> [Tâches à réaliser]
**A)** Répondez à ces questions sur le texte consacré au roman de Mohammed Bouamra :
(i) Quel métier Mohammed Bouamra exerçait-il auparavant ?
(ii) À quelle époque se déroule l'histoire du roman ?
(iii) Quel est le prénom de l'épouse de Saïd Larbi ?
**B)** Poursuivez le texte consacré au roman de Mohammed Bouamra en partant de sa dernière phrase.

> [Texte source]
━━━
Algérie

Vibrant hommage à la femme



À travers ce roman, Mohammed Bouamra, un ancien enseignant de langue française, a voulu rendre un hommage à la femme kabyle, voire à la femme en général, pour son abnégation, sa servitude et sa soumission, au sens noble du terme, pour la famille.C'est l'histoire, réelle selon l'auteur, d'un homme vivant dans un village en Kabylie durant les années 1940. La vie dure caractérisée par la pauvreté, le manque de postes d'emploi, voire la déchéance la plus totale, rendaient le quotidien des habitants de plus en plus difficile dans un pays subissant l'hégémonie et l'oppression du colonisateur français.
Le travail de la terre était la seule ressource nourricière de nombreuses familles dans les différentes contrées du pays. Quand ce bien n'est pas confisqué par le colon français, bien entendu. Les récoltes étaient souvent mi-figue, mi-raisin, voire maigres et infimes, jetant ainsi les familles dans une indigence insoutenable.
Cette situation de dénuement impitoyable a rendu impuissants d'innombrables pères de famille. Ne pouvant supporter cette... humiliation devant leurs progénitures, ils ont, pour la plupart, décidé d'aller ailleurs à la recherche d'un travail rémunérateur et envoyer de l'argent afin de nourrir ces bouches affamées, au grand dam de ces mères qui se retrouvaient, à brûle-pourpoint, seules face à des responsabilités qu'elles n'avaient aucunement prévues et qu'elles devaient assumer malgré elles.
Mohammed Bouamra cite dans son livre le cas de Saïd Larbi, un homme la trentaine révolue, père de deux enfants, avec ses parents et sa femme Kheloudja à sa charge, de la localité de Beni Zidane, qui décida un jour de traverser la Méditerranée non pas en "harag" (migrant clandestin) à bord de "pateras" ("boutti" en arabe algérien), cette embarcation de fortune, tel que le font actuellement nos jeunes, mais plutôt en possession de tous les papiers requis pour un tel voyage, à savoir une carte d'identité et un billet de bateau en bonne et due forme.
━━━
> [Entrées fournies]
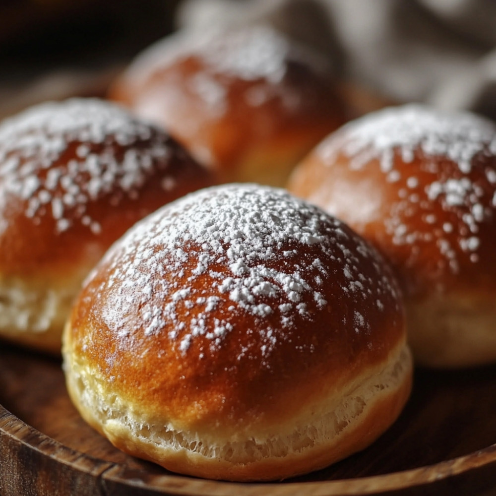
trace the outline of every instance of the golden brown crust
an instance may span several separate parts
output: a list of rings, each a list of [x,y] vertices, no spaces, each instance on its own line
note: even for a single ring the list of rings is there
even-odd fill
[[[138,56],[110,96],[164,125],[224,182],[282,185],[344,122],[334,82],[315,68],[315,54],[302,57],[268,28],[189,36]]]
[[[5,120],[0,333],[35,347],[46,339],[39,347],[60,350],[70,302],[112,243],[164,204],[213,183],[164,131],[112,104],[73,99]]]
[[[391,121],[396,119],[400,125],[409,108],[392,110]],[[444,119],[442,114],[438,118],[435,112],[431,116],[431,111],[424,111],[433,119]],[[380,129],[388,112],[371,115],[369,122],[379,123]],[[408,295],[422,299],[439,291],[470,288],[494,293],[496,147],[492,149],[492,143],[496,142],[496,128],[468,117],[474,120],[473,125],[464,135],[451,136],[452,142],[443,144],[441,153],[435,152],[436,140],[447,138],[436,138],[435,131],[429,136],[428,127],[427,137],[409,144],[406,157],[400,146],[392,146],[387,168],[383,150],[369,147],[363,158],[362,149],[356,154],[351,151],[354,130],[359,132],[361,125],[368,124],[352,123],[300,164],[288,188],[371,241],[391,260]],[[454,115],[446,119],[450,118],[453,128],[465,118]],[[421,116],[419,120],[421,127]],[[428,139],[434,143],[429,146],[434,153],[423,149],[428,145],[422,140]],[[453,156],[456,153],[468,157],[466,165]]]
[[[373,250],[282,190],[233,185],[171,204],[114,245],[76,302],[64,353],[68,380],[87,376],[104,403],[208,445],[270,439],[316,415],[322,398],[338,401],[397,360],[404,339],[399,294]],[[391,393],[402,405],[404,366]],[[119,413],[100,430],[143,456],[115,434]],[[232,470],[218,476],[253,477]]]
[[[496,357],[495,185],[494,124],[407,106],[330,135],[288,187],[391,260],[417,361],[459,367]]]

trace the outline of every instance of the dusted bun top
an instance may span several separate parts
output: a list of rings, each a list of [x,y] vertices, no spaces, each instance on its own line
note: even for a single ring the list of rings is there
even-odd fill
[[[284,422],[290,392],[311,397],[322,377],[338,387],[382,363],[404,341],[402,312],[384,262],[342,223],[282,190],[230,185],[116,243],[69,332],[130,404],[214,432]]]
[[[165,125],[224,182],[282,185],[344,121],[325,60],[263,25],[168,37],[110,96]]]
[[[139,218],[212,182],[164,131],[114,104],[31,108],[0,125],[0,270],[48,273],[94,258]]]
[[[496,125],[419,105],[343,126],[289,184],[379,247],[419,295],[495,289],[495,187]]]

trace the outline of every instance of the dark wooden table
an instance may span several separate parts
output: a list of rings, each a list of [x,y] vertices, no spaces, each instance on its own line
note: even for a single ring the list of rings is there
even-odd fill
[[[81,420],[59,360],[0,346],[3,496],[496,494],[496,367],[418,370],[403,414],[368,449],[305,477],[239,484],[124,454]]]

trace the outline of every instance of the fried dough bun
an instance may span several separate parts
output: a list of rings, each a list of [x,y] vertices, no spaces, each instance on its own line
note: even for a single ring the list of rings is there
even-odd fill
[[[68,390],[117,447],[169,470],[279,479],[365,448],[409,395],[395,280],[282,190],[207,188],[115,244],[64,335]]]
[[[0,336],[60,353],[84,278],[165,203],[213,184],[163,130],[94,99],[0,125]]]
[[[324,140],[291,178],[392,262],[416,361],[496,360],[496,126],[407,105]]]
[[[164,125],[224,182],[282,186],[345,119],[325,61],[263,26],[165,38],[110,96]]]

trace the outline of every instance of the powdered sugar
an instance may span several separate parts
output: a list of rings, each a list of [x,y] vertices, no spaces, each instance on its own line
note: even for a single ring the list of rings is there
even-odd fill
[[[123,195],[137,197],[157,161],[166,165],[167,139],[96,99],[43,104],[0,125],[0,194],[24,202],[35,223],[51,215],[59,232],[78,221],[98,234],[88,203],[105,194],[114,205]]]
[[[343,263],[346,277],[337,269]],[[369,331],[368,305],[382,310],[384,299],[397,296],[375,252],[341,222],[282,190],[254,185],[208,188],[170,204],[135,226],[102,264],[109,276],[93,291],[107,295],[105,325],[121,338],[167,332],[182,353],[198,336],[220,346],[233,331],[230,315],[246,312],[258,323],[247,332],[258,333],[267,356],[298,319],[329,311],[329,278],[351,307],[365,309],[353,323],[357,332]]]
[[[496,125],[490,121],[468,113],[445,114],[411,105],[350,123],[324,141],[318,153],[329,166],[343,153],[357,171],[378,160],[385,181],[399,185],[397,199],[384,220],[393,243],[419,246],[434,240],[442,255],[439,269],[446,266],[457,273],[457,251],[477,261],[478,234],[492,218],[496,161],[486,160],[484,166],[479,162],[478,167],[485,168],[480,179],[474,181],[472,173],[474,159],[494,156],[495,149]],[[414,165],[416,157],[421,161]],[[450,222],[435,213],[439,206],[450,214]],[[412,252],[411,260],[415,256]]]
[[[131,86],[138,87],[144,85],[151,75],[191,58],[199,61],[202,68],[189,75],[181,73],[181,84],[216,115],[228,110],[230,86],[237,80],[255,83],[244,93],[248,105],[257,107],[278,98],[288,110],[296,110],[304,104],[301,92],[290,85],[283,87],[279,84],[290,61],[311,66],[316,72],[326,66],[325,60],[308,48],[290,41],[268,26],[257,25],[227,31],[213,28],[200,33],[178,32],[140,54],[126,77]]]

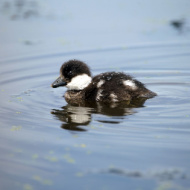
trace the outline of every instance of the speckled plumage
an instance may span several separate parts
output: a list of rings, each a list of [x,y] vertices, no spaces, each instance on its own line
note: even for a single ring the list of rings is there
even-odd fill
[[[64,63],[60,74],[64,85],[59,85],[55,81],[52,87],[66,86],[69,88],[77,76],[84,76],[80,77],[81,79],[78,81],[85,84],[82,85],[83,89],[79,90],[73,87],[65,93],[65,99],[70,104],[80,104],[86,101],[113,103],[131,101],[134,98],[152,98],[156,95],[148,90],[144,84],[122,72],[106,72],[89,80],[91,77],[90,69],[85,63],[78,60]]]

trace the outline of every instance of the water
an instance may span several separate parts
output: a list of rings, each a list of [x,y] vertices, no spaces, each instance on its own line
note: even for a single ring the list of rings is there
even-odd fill
[[[6,26],[24,28],[26,22],[33,21],[40,26],[38,18],[9,21]],[[47,27],[49,21],[44,22]],[[46,47],[49,41],[46,45],[20,43],[16,39],[20,33],[11,40],[8,36],[5,42],[4,32],[1,42],[5,48],[0,56],[0,189],[189,189],[189,33],[166,28],[155,32],[148,43],[140,27],[133,36],[138,36],[140,43],[120,45],[114,40],[110,45],[107,38],[98,47],[96,39],[104,39],[102,31],[102,37],[94,33],[92,47],[86,46],[89,34],[81,45],[64,45],[61,50],[56,43]],[[75,40],[82,35],[80,28],[78,31]],[[158,34],[172,34],[170,39],[175,40],[158,43],[162,39]],[[27,31],[23,35],[32,39],[36,34]],[[72,36],[65,38],[69,41]],[[68,105],[63,98],[66,89],[52,89],[50,85],[61,64],[73,58],[88,63],[93,75],[106,71],[131,74],[158,96],[130,105]]]

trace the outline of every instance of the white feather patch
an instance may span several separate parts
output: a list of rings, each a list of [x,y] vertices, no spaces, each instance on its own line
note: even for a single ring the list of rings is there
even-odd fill
[[[70,90],[83,90],[91,83],[91,81],[91,77],[87,74],[82,74],[72,78],[71,82],[69,82],[66,87]]]
[[[114,93],[111,93],[110,97],[112,99],[112,102],[118,102],[117,96]]]
[[[100,101],[100,99],[101,99],[101,96],[102,96],[102,89],[100,89],[100,90],[98,90],[98,93],[97,93],[97,96],[96,96],[96,101]]]
[[[104,84],[104,80],[100,80],[97,84],[97,87],[100,88]]]
[[[125,80],[125,81],[123,81],[123,84],[126,86],[130,86],[133,90],[137,89],[136,84],[132,80]]]

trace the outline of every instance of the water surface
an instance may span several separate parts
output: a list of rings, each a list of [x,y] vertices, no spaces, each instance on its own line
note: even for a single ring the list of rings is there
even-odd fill
[[[112,6],[110,11],[123,10],[123,4]],[[168,12],[173,19],[174,12]],[[99,13],[103,14],[102,8]],[[125,9],[124,13],[127,14]],[[43,20],[40,16],[10,20],[6,15],[1,20],[4,19],[4,26],[8,28],[17,25],[30,29],[37,22],[39,31],[39,20]],[[56,25],[59,31],[61,22],[72,25],[77,22],[73,15],[64,22],[54,18],[51,26]],[[165,17],[169,20],[167,14]],[[126,19],[130,20],[127,16]],[[112,21],[107,23],[110,28],[117,19]],[[43,22],[47,28],[49,22]],[[84,32],[86,37],[81,28],[77,29],[78,35],[67,36],[67,28],[63,36],[70,44],[56,44],[57,33],[52,33],[55,43],[51,47],[46,46],[51,39],[45,43],[47,36],[42,38],[40,33],[26,30],[19,41],[16,38],[20,33],[14,34],[11,40],[3,32],[0,39],[5,44],[0,56],[1,189],[189,190],[189,34],[179,34],[166,24],[162,25],[164,29],[147,35],[155,25],[143,33],[144,26],[136,28],[134,43],[130,39],[133,32],[127,33],[128,36],[124,31],[110,30],[105,39],[104,26],[100,33],[93,33],[92,28],[88,30],[89,35]],[[111,41],[114,34],[117,38]],[[42,41],[33,40],[36,36]],[[74,43],[72,38],[78,42]],[[158,96],[131,104],[69,105],[63,98],[66,89],[52,89],[50,85],[58,76],[61,64],[74,58],[88,63],[93,75],[106,71],[131,74]]]

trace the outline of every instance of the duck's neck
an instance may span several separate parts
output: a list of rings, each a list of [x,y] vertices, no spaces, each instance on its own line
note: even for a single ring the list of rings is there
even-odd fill
[[[92,81],[92,78],[87,74],[78,75],[72,78],[71,82],[69,82],[66,87],[69,90],[83,90],[86,88]]]

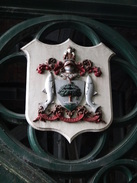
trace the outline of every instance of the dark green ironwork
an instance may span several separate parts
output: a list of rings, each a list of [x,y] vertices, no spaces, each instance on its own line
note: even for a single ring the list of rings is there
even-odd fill
[[[137,85],[137,52],[134,50],[134,48],[132,48],[124,38],[122,38],[110,27],[92,19],[72,15],[50,15],[39,17],[25,21],[13,27],[1,37],[0,58],[2,58],[2,60],[0,63],[3,64],[7,60],[12,61],[11,58],[16,57],[17,55],[15,54],[12,56],[7,56],[10,53],[11,47],[18,43],[22,38],[34,33],[36,29],[38,31],[37,39],[41,39],[43,32],[45,33],[47,31],[48,33],[54,29],[64,27],[75,28],[76,25],[78,28],[80,28],[81,32],[90,38],[91,42],[93,42],[93,45],[100,43],[100,36],[102,36],[109,44],[111,44],[111,46],[115,48],[116,52],[120,53],[125,59],[122,60],[119,58],[114,58],[113,62],[119,64],[120,67],[130,75],[135,85]],[[90,29],[90,27],[93,29],[93,31]],[[20,124],[20,119],[21,124],[22,121],[25,122],[24,115],[13,113],[2,105],[0,105],[0,113],[1,118],[7,119],[7,121],[11,123]],[[95,176],[92,177],[92,180],[89,180],[89,182],[96,183],[99,182],[102,177],[104,177],[104,182],[106,182],[108,170],[118,169],[126,175],[127,181],[131,183],[136,180],[136,175],[132,173],[130,168],[137,169],[137,162],[130,159],[118,159],[125,155],[125,153],[127,153],[137,142],[136,120],[137,105],[135,105],[134,109],[132,109],[129,114],[114,119],[113,125],[109,130],[114,127],[119,128],[121,126],[132,125],[132,128],[130,129],[130,132],[127,134],[127,136],[124,137],[123,140],[121,140],[115,147],[113,147],[106,154],[101,155],[102,149],[108,140],[107,134],[109,133],[109,130],[107,130],[100,133],[100,137],[96,145],[87,156],[71,161],[57,159],[48,154],[48,152],[45,152],[40,147],[35,135],[35,131],[32,127],[28,128],[28,138],[30,146],[34,152],[31,152],[12,136],[10,136],[8,131],[6,131],[3,126],[0,128],[0,139],[2,141],[1,144],[4,144],[10,152],[12,151],[12,154],[17,156],[19,160],[23,159],[24,161],[31,163],[33,166],[45,169],[51,173],[60,173],[62,175],[71,174],[71,176],[77,175],[81,177],[84,173],[86,174],[96,170]],[[0,161],[3,162],[3,159],[1,158]],[[45,181],[46,179],[47,176],[45,175],[43,180]],[[50,181],[52,182],[53,180]]]

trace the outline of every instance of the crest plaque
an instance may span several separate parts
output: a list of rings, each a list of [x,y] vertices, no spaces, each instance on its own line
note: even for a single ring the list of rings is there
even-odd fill
[[[28,61],[26,119],[33,128],[59,132],[71,143],[80,133],[110,126],[109,60],[114,53],[108,47],[34,39],[22,50]]]

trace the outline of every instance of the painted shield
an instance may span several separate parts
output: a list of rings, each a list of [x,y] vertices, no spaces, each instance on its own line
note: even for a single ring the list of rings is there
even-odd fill
[[[56,96],[63,107],[69,111],[80,105],[84,96],[85,82],[73,80],[55,80]]]
[[[33,128],[59,132],[71,143],[78,134],[110,126],[109,60],[114,53],[108,47],[34,39],[22,50],[28,61],[25,114]]]

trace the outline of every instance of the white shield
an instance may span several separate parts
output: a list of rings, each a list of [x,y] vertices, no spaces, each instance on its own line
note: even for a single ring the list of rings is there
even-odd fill
[[[84,94],[82,98],[78,102],[77,105],[85,106],[88,111],[92,110],[92,107],[86,103],[86,83],[88,82],[88,75],[92,78],[94,83],[94,91],[97,91],[97,95],[93,96],[92,102],[93,105],[98,105],[102,110],[102,121],[100,122],[88,122],[84,120],[77,121],[76,123],[67,123],[62,120],[54,120],[46,122],[42,120],[38,120],[34,122],[34,120],[38,116],[38,108],[39,103],[43,103],[48,101],[50,96],[45,94],[43,91],[46,88],[46,78],[49,77],[49,71],[45,71],[44,74],[38,74],[36,71],[39,64],[45,63],[49,58],[56,58],[58,61],[63,62],[63,54],[64,51],[68,48],[72,47],[76,50],[76,62],[82,62],[85,59],[89,59],[93,62],[94,65],[101,69],[102,75],[100,77],[96,77],[93,73],[86,73],[84,76],[76,78],[77,81],[82,81],[85,83],[82,87],[84,87]],[[92,47],[83,47],[75,44],[70,39],[65,41],[62,44],[58,45],[49,45],[44,44],[37,39],[31,41],[29,44],[24,46],[22,50],[27,55],[27,88],[26,88],[26,119],[28,123],[35,129],[43,130],[43,131],[56,131],[62,134],[70,143],[71,141],[79,134],[83,132],[98,132],[107,129],[112,122],[112,101],[111,101],[111,84],[110,84],[110,70],[109,70],[109,60],[110,57],[114,54],[108,47],[106,47],[103,43],[100,43],[96,46]],[[62,82],[62,78],[59,75],[53,74],[53,80],[60,80]],[[48,80],[48,79],[47,79]],[[49,77],[50,80],[50,77]],[[52,84],[52,83],[51,83]],[[77,85],[77,84],[76,84]],[[48,85],[49,86],[49,85]],[[52,88],[53,86],[50,86]],[[60,105],[61,102],[58,100],[57,92],[56,92],[57,83],[55,82],[54,92],[52,94],[52,98],[50,99],[54,104],[52,105]],[[89,89],[89,87],[87,87]],[[47,88],[48,89],[48,88]],[[47,90],[46,89],[46,90]],[[59,88],[57,89],[59,90]],[[90,97],[90,96],[89,96]],[[50,107],[49,105],[49,107]],[[84,119],[84,118],[83,118]]]

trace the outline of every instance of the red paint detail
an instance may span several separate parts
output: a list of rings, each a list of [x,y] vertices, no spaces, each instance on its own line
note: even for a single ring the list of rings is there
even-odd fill
[[[93,72],[96,77],[100,77],[102,74],[100,67],[93,67]]]
[[[54,73],[56,75],[58,75],[60,73],[60,69],[62,69],[64,66],[64,64],[61,62],[61,61],[58,61],[56,64],[55,64],[55,67],[54,67]]]

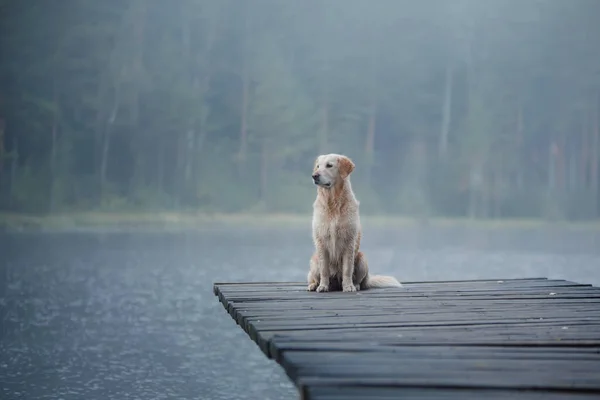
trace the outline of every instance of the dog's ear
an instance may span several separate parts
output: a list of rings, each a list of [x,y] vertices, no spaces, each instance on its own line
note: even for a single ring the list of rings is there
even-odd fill
[[[343,156],[339,161],[339,170],[342,179],[346,179],[346,177],[354,171],[354,163],[348,157]]]

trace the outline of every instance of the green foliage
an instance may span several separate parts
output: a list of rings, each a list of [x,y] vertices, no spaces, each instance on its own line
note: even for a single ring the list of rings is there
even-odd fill
[[[0,211],[597,217],[600,2],[430,3],[3,3]]]

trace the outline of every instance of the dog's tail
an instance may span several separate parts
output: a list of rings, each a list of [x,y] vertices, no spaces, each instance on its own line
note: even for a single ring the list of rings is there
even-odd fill
[[[367,276],[365,287],[367,289],[402,287],[402,284],[393,276],[369,275]]]

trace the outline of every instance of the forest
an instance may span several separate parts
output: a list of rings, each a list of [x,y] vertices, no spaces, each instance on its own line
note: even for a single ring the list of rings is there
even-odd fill
[[[0,211],[600,216],[598,0],[0,0]]]

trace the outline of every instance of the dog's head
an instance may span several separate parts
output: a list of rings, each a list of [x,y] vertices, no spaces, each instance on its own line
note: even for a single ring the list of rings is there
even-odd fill
[[[315,160],[313,182],[315,185],[331,188],[343,181],[354,170],[354,163],[340,154],[322,154]]]

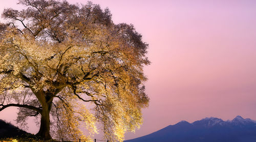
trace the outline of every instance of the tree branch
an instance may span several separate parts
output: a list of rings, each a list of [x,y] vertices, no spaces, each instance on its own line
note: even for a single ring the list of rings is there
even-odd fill
[[[11,106],[15,106],[15,107],[23,107],[23,108],[26,108],[28,109],[32,109],[33,110],[36,111],[37,112],[38,112],[39,113],[41,113],[41,110],[38,108],[37,108],[34,106],[30,106],[28,105],[21,105],[21,104],[9,104],[8,105],[4,105],[3,104],[0,104],[0,107],[2,107],[0,108],[0,111],[2,111],[3,110],[7,108],[7,107],[11,107]]]

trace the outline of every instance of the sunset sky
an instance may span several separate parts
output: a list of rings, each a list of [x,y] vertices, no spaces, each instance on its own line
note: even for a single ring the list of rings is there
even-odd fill
[[[17,8],[17,1],[1,0],[0,12]],[[141,129],[126,139],[182,120],[238,115],[256,120],[256,1],[91,1],[108,7],[115,23],[134,25],[149,44],[150,106]],[[0,112],[13,124],[16,116],[15,108]]]

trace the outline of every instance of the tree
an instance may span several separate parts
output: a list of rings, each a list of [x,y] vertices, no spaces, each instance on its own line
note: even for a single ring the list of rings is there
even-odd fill
[[[122,141],[139,127],[150,62],[133,26],[114,24],[108,9],[91,2],[18,4],[27,9],[5,9],[8,22],[0,23],[0,111],[18,107],[23,126],[35,116],[45,139],[50,131],[90,139],[80,125],[93,134],[100,123],[108,139]]]

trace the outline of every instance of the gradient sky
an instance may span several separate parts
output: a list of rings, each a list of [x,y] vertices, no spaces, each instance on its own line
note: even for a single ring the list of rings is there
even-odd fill
[[[91,1],[109,7],[115,23],[133,24],[150,45],[150,106],[141,129],[125,139],[182,120],[256,120],[256,1]],[[17,2],[1,0],[0,12]],[[15,124],[15,113],[6,109],[0,119]]]

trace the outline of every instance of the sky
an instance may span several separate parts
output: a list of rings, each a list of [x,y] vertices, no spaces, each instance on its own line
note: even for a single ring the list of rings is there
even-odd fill
[[[1,13],[19,8],[16,0],[0,1]],[[182,120],[238,115],[256,120],[256,1],[91,1],[108,7],[115,23],[134,25],[149,44],[150,106],[141,128],[126,139]],[[14,124],[16,116],[15,108],[0,112]]]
━━━
> [Résultats]
**A)**
(i) Il était enseignant de langue française.
(ii) Elle se déroule durant les années 1940.
(iii) Elle s'appelle Kheloudja.

**B)**
Direction la France, destination privilégiée des Algériens. Ses parents ainsi que sa femme étaient contre cette résolution aux multiples inconnues et aux conséquences douloureuses. Au moment même du départ, l'auteur décrit d'ores et déjà le chagrin et l'amertume ressentis par l'épouse qui appréhendait un aller sans retour de son mari, un abandon déchirant de sa part.
Car elle était persuadée que sa moitié sera enivrée, entichée par la vie hexagonale au point d'oublier les siens. Saïd quitta les lieux sans prononcer un traître mot réconfortant ou la moindre parole rassurante pour sa femme.
C'est à partir de cet instant fatidique que commencent en réalité les déboires de cette maman qui se sent désormais esseulée et affaiblie face aux lourdes et interminables tâches qui l'attendent.
Le saut vers l'inconnu débute sans qu'elle s'y prépare préalablement. Elle s'attend à un avenir sombre ; elle qui doit prendre en charge à la fois ses beaux-parents, son beau-frère ainsi que ses enfants.
À l'instar de l'écrasante majorité des femmes kabyles de l'époque, Kheloudja se retroussa les manches et décida de se sacrifier corps et âme pour sa famille dont elle devint la cheville ouvrière sur laquelle s'appuyèrent tous les membres et la colonne vertébrale qui assura l'équilibre et la protection de la demeure des Nath Larbi contre tous périls.
Après plus de deux décennies vécues en France, pleines de joie de vivre, de découvertes, de sorties nocturnes dans les quartiers les plus huppés de Paris, de soirées mondaines, Saïd était contraint de s'extirper de ce monde qui l'a adopté et auquel il s'est adapté.
Il a même fondé un deuxième foyer, égayé par deux garçons et une petite fille, avec une Française d'origine polonaise prénommée Tania. Le fait de ne jamais se sentir français et après avoir dénoncé les événements du 17 octobre 1961, affiché son soutien pour la révolution algérienne et sa fierté de ses origines, sa femme et ses deux enfants le rejetèrent d'une manière froide et indigne avec un mépris des plus exécrables.
Une version en tamazight
Il décida alors de rentrer au pays dans l'espoir de reprendre sa place au sein de son ancienne famille. Il repartit mais ne cacha guère sa crainte d'être refoulé également par les Nath Larbi avec lesquels il s'est séparé de longues années durant.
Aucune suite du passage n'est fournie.